··· EXERCISE MATERIAL

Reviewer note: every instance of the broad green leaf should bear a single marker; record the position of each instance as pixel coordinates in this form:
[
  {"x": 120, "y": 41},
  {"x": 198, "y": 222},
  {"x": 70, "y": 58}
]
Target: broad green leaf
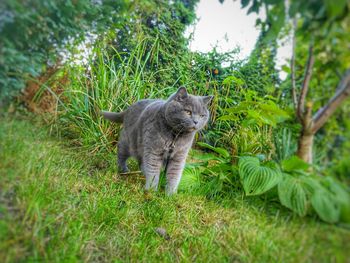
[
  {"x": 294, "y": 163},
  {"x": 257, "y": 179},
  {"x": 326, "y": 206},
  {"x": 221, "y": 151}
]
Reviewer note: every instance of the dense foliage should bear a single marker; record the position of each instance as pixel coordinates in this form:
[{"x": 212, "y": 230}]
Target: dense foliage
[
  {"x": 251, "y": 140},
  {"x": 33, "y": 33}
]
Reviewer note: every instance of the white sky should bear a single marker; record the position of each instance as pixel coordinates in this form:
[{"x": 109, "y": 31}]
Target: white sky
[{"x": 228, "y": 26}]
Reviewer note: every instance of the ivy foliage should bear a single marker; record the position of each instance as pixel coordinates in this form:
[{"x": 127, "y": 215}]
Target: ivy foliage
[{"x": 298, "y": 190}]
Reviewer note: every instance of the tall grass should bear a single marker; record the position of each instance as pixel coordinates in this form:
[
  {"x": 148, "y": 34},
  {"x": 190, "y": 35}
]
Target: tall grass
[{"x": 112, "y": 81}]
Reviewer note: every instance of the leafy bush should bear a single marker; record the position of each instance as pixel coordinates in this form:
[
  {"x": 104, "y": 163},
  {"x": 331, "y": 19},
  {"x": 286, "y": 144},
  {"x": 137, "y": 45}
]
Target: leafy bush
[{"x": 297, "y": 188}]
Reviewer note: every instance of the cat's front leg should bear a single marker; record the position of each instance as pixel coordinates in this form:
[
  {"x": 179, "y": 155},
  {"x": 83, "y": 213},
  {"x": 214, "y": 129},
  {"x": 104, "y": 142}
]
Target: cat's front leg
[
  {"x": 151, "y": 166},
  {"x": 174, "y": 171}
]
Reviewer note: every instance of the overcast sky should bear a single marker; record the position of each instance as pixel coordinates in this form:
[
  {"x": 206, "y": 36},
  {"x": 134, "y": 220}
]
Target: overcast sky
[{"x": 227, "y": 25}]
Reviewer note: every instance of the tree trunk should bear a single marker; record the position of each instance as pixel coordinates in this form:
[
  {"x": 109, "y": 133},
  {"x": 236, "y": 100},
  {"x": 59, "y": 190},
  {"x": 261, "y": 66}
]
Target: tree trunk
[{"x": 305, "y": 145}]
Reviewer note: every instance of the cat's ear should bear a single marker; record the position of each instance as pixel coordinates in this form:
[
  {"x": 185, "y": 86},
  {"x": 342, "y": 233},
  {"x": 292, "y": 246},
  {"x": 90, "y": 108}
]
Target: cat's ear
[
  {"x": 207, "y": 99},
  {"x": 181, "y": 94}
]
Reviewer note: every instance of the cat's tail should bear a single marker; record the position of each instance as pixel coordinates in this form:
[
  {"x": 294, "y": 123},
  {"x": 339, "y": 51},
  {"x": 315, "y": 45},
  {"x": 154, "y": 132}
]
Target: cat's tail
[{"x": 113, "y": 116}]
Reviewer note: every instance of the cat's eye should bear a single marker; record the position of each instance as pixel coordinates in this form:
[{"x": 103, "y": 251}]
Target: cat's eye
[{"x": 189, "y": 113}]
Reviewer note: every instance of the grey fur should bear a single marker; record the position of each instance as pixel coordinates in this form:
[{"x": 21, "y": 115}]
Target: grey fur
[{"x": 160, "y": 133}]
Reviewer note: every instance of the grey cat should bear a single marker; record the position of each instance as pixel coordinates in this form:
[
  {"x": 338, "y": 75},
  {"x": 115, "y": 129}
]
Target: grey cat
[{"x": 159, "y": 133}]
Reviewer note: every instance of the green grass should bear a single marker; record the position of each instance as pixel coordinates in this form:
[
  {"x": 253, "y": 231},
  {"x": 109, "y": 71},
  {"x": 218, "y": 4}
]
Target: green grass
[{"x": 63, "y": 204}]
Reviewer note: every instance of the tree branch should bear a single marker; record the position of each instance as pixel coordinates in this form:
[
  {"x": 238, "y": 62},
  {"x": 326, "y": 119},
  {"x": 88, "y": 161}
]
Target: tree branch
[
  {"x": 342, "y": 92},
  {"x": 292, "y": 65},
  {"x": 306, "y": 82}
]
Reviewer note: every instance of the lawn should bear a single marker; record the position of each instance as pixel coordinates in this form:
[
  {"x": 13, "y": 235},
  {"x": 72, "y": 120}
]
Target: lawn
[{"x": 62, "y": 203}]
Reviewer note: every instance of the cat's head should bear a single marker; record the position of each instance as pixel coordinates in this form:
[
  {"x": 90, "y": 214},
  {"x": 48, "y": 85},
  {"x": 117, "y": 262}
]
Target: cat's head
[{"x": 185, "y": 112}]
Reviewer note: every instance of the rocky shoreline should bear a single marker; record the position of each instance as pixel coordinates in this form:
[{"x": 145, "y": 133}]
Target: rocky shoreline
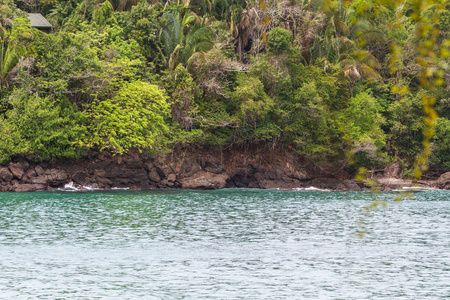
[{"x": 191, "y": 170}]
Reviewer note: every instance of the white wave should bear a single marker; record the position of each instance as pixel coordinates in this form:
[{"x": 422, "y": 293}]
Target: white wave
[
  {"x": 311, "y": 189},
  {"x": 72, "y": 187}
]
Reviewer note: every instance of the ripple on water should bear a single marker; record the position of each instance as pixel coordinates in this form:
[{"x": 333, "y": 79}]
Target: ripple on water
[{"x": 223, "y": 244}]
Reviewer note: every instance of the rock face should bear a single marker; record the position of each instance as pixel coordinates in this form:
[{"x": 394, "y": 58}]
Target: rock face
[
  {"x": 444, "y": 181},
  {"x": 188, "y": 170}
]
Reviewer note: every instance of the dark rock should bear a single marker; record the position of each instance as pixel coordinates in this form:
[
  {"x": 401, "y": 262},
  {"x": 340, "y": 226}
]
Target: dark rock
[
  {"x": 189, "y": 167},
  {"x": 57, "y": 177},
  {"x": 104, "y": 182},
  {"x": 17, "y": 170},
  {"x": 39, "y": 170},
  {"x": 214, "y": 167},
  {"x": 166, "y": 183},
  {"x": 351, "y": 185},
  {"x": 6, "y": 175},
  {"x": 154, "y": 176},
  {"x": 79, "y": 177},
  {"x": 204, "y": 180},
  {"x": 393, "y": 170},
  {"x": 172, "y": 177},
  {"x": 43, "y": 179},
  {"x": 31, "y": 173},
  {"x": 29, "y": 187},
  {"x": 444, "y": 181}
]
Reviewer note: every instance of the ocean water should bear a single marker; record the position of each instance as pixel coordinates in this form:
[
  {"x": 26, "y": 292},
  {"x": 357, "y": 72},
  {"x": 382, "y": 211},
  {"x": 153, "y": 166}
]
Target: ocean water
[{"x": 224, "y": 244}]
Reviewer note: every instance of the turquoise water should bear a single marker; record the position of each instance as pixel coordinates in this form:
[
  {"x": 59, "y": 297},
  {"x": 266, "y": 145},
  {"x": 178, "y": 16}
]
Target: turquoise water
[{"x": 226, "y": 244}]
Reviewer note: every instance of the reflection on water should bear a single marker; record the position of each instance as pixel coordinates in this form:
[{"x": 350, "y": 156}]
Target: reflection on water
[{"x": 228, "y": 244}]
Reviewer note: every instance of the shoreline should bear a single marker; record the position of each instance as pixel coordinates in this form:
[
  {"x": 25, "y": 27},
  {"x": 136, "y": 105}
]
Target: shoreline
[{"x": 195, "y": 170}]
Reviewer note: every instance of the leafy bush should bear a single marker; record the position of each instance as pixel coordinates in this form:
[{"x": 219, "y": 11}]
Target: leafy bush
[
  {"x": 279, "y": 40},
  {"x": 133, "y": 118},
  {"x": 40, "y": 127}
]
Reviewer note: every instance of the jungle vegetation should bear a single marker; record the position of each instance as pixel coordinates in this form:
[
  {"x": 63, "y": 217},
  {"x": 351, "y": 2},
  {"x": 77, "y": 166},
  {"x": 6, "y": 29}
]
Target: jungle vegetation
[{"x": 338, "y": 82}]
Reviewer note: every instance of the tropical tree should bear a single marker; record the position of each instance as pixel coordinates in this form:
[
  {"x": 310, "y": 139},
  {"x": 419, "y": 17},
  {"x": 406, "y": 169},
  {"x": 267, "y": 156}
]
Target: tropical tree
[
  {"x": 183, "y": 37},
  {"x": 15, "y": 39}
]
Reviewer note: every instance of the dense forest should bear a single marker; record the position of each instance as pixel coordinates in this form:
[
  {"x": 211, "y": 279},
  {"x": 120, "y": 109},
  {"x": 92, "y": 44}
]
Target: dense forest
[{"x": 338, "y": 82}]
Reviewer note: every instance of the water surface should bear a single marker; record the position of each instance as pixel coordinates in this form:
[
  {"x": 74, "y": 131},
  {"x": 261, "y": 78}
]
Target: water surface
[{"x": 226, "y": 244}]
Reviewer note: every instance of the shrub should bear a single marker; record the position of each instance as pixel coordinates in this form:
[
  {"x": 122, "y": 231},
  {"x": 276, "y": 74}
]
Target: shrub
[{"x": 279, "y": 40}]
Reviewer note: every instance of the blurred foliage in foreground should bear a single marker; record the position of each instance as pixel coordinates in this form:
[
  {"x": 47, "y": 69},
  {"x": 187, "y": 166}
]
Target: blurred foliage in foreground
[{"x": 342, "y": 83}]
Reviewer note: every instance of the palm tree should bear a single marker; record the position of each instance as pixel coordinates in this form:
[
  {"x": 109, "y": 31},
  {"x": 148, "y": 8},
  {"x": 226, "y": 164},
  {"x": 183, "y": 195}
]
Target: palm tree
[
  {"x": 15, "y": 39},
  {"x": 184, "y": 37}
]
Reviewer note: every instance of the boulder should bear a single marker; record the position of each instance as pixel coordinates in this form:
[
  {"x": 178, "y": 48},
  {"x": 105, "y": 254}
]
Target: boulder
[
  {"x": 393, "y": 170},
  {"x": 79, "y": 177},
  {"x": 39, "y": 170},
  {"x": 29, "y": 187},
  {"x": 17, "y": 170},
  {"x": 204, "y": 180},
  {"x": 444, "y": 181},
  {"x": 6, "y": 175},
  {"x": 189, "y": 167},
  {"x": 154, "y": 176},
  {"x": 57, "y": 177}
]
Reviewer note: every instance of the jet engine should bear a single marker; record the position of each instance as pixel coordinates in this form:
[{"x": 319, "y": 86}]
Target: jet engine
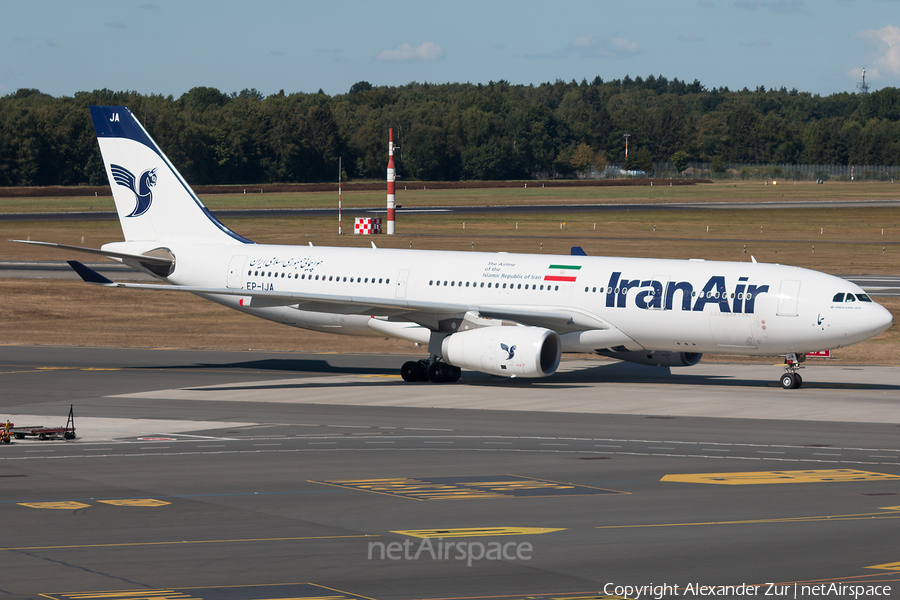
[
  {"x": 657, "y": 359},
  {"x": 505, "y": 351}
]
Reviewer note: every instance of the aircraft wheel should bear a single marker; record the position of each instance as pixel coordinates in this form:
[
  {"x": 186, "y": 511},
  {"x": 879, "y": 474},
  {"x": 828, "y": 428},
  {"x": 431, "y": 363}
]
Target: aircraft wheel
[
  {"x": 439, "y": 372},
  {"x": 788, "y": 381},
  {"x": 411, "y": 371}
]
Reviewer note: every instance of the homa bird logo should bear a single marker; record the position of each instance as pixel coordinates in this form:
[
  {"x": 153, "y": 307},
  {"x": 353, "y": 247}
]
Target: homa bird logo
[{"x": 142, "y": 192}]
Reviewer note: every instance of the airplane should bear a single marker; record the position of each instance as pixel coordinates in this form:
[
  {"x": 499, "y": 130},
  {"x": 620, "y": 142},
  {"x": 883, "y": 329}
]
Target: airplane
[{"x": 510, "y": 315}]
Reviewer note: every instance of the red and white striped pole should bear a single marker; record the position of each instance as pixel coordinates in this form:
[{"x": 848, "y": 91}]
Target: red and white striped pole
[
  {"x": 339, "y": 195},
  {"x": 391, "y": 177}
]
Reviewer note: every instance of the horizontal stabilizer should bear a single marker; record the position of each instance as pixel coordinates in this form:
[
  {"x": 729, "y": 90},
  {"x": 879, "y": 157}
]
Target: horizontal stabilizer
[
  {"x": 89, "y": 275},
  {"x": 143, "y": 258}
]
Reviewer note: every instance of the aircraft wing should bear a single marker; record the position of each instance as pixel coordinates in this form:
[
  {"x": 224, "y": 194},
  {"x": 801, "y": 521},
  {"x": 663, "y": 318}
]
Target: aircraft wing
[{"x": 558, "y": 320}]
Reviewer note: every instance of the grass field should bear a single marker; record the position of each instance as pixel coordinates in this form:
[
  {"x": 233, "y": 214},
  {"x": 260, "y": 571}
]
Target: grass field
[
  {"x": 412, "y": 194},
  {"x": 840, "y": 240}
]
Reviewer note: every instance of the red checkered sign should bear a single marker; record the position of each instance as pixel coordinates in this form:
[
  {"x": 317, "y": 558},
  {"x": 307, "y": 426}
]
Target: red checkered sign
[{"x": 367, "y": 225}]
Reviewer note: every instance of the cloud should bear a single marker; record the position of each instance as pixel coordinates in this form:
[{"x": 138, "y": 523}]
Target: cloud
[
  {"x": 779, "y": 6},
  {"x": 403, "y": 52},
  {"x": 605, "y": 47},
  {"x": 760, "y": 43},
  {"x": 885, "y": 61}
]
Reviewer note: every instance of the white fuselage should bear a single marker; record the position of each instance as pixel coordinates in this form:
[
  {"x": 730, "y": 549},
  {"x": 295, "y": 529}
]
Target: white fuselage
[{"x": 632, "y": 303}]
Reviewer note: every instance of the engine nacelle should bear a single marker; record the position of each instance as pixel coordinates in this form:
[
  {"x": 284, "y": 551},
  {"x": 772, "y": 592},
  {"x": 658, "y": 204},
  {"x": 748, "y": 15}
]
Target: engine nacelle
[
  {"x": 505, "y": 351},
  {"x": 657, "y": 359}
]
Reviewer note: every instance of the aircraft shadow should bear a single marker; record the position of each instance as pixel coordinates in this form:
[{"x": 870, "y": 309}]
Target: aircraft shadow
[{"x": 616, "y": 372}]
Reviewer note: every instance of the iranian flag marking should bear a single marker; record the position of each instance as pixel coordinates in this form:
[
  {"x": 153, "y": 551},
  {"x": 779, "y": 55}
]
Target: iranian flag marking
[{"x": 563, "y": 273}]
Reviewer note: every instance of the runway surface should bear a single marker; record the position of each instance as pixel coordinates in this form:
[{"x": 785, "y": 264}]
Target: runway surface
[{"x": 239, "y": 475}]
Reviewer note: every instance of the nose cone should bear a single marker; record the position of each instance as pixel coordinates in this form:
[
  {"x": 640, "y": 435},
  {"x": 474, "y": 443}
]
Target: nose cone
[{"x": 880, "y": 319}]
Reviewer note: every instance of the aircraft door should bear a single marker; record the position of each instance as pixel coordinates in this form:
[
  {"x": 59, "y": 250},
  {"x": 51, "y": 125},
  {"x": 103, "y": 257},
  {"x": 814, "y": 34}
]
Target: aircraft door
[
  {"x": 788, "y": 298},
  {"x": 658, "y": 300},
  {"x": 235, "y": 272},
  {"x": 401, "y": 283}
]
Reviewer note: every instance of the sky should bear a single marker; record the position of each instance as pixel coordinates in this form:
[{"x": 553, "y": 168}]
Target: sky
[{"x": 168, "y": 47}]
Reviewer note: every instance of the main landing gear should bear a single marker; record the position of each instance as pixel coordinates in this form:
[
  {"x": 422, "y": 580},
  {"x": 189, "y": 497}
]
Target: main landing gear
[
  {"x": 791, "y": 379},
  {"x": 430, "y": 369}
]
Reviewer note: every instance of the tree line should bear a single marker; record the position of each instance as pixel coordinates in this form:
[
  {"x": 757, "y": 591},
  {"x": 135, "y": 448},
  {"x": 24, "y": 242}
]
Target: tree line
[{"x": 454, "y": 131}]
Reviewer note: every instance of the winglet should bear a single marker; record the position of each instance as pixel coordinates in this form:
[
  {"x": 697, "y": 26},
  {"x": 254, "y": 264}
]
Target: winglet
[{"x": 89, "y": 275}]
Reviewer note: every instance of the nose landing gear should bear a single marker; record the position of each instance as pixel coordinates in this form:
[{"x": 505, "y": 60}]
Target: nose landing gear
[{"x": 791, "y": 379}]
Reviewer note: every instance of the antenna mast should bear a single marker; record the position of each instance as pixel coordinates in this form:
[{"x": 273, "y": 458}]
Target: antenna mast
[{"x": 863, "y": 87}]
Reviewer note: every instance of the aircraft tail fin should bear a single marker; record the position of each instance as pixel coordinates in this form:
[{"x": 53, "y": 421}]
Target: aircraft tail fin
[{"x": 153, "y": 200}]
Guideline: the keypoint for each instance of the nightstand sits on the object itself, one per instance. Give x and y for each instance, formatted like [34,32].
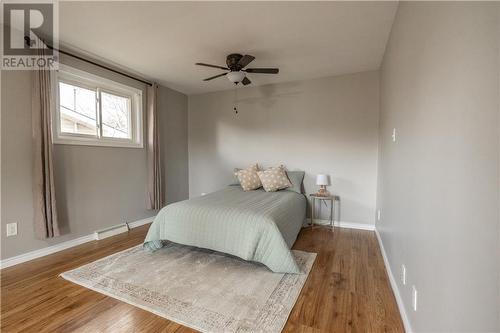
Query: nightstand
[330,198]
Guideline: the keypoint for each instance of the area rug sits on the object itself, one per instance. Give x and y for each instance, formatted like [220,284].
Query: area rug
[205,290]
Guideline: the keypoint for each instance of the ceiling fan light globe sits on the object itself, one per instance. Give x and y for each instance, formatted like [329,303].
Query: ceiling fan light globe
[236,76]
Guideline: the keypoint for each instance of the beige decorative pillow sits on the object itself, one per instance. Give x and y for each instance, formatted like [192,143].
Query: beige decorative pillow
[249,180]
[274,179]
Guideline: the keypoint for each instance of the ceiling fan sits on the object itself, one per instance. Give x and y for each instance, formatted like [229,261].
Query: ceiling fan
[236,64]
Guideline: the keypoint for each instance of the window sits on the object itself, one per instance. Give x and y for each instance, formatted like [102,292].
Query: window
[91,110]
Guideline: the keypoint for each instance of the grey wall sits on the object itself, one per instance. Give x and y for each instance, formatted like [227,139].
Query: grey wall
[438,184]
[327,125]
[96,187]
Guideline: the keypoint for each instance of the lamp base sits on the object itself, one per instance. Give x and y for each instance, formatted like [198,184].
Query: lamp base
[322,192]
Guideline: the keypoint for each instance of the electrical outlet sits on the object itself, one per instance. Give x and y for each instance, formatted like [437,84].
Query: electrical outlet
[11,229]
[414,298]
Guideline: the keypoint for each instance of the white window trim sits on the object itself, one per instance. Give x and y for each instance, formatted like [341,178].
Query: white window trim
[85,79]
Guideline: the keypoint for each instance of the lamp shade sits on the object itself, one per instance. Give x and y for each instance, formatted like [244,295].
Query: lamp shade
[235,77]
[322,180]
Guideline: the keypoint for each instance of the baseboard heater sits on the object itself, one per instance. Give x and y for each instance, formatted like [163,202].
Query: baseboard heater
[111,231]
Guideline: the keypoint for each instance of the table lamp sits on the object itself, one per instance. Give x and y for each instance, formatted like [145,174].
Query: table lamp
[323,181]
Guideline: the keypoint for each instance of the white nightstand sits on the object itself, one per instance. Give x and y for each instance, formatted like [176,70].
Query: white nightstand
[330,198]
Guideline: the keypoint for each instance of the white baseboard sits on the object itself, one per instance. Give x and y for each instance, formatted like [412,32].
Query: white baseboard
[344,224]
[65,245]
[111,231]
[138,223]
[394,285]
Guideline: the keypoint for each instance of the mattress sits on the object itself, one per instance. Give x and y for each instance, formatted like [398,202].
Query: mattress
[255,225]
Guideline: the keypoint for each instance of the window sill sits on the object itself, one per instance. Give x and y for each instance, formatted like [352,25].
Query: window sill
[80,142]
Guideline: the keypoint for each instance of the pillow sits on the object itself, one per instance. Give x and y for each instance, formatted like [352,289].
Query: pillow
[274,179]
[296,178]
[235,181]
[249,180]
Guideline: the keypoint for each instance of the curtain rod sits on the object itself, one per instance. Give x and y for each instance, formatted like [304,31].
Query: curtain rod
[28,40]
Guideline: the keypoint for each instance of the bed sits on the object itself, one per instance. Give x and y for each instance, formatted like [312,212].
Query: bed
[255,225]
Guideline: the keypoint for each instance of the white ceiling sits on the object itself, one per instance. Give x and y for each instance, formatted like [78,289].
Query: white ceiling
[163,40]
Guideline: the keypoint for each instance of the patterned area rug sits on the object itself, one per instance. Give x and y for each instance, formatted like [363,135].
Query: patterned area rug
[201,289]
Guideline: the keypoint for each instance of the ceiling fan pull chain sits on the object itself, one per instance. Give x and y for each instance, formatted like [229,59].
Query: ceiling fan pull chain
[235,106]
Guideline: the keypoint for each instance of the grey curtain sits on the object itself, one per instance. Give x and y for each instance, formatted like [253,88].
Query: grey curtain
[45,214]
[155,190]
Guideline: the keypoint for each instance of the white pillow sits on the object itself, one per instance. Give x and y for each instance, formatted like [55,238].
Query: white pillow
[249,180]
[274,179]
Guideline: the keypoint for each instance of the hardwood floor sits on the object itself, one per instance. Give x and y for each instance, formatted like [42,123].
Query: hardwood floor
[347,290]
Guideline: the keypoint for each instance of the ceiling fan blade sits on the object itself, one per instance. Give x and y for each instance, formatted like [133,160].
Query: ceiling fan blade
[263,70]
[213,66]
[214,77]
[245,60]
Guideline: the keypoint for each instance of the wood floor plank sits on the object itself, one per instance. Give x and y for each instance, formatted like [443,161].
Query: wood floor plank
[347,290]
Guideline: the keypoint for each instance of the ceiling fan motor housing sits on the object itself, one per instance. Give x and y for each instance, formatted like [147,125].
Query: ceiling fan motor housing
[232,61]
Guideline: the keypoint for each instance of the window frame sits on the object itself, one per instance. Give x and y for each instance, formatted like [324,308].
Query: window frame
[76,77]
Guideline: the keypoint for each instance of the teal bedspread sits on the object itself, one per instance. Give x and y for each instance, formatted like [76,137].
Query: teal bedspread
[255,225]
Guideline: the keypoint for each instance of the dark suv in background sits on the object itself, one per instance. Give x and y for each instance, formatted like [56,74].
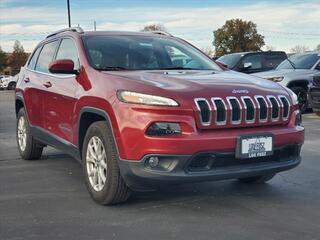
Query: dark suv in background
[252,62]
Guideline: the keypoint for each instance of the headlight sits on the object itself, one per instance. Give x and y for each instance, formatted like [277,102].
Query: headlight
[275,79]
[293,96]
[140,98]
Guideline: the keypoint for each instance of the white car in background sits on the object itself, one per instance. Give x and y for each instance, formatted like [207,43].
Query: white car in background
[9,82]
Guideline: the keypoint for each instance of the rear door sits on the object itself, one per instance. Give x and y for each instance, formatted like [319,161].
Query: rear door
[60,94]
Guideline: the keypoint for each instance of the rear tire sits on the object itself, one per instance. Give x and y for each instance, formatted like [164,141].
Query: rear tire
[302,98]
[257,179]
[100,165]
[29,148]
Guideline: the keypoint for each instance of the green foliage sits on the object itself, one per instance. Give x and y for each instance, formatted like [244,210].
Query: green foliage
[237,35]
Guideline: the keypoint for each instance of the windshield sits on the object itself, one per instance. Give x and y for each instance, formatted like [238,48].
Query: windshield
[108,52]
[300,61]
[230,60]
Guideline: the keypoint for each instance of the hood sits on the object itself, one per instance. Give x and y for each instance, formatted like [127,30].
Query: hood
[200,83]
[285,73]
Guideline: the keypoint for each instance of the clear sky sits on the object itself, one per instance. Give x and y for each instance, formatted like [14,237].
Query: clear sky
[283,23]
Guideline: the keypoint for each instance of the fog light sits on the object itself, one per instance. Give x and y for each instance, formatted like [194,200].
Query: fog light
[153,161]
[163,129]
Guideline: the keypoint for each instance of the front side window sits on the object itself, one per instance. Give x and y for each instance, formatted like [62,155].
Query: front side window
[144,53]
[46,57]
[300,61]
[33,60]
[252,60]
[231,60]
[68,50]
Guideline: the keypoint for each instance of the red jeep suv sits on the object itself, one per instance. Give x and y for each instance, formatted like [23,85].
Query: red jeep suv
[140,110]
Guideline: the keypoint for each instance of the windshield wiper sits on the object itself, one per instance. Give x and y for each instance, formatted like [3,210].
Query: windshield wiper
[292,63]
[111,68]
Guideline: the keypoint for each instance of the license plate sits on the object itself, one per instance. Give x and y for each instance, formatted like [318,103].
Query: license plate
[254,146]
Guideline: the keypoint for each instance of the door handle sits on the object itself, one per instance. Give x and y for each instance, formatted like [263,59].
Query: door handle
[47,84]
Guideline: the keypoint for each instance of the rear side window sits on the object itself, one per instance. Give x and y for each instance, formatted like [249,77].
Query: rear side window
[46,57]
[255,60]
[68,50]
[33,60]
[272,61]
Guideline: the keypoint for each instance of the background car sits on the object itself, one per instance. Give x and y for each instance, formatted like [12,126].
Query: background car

······

**AIM**: Locate the line that contains "Guideline: the keypoint for each instance of the license". Repeat it and every line after it, up to and including the final line, exactly.

**CORRECT OUTPUT**:
Guideline: the keypoint for each instance of the license plate sits on the object itself, one per instance. Give x and y for each instance, formatted like [318,103].
Query: license plate
[254,146]
Guideline: the keypoint for each instance of the door handle sits on the object itself, one per instance. Give x and y for each instance, formatted like [263,59].
Query: door handle
[47,84]
Guideline: the keypoint for each instance of the rear side window sits on the object itself, one per instance. Give x and y for each instance, formatted like [249,77].
Query: rear side window
[46,57]
[255,60]
[68,50]
[33,60]
[272,61]
Guideline: the keypoint for each instance of the background car sits on the object itself, one per instance. Give x and y for each instance, formatted like [12,126].
Query: background car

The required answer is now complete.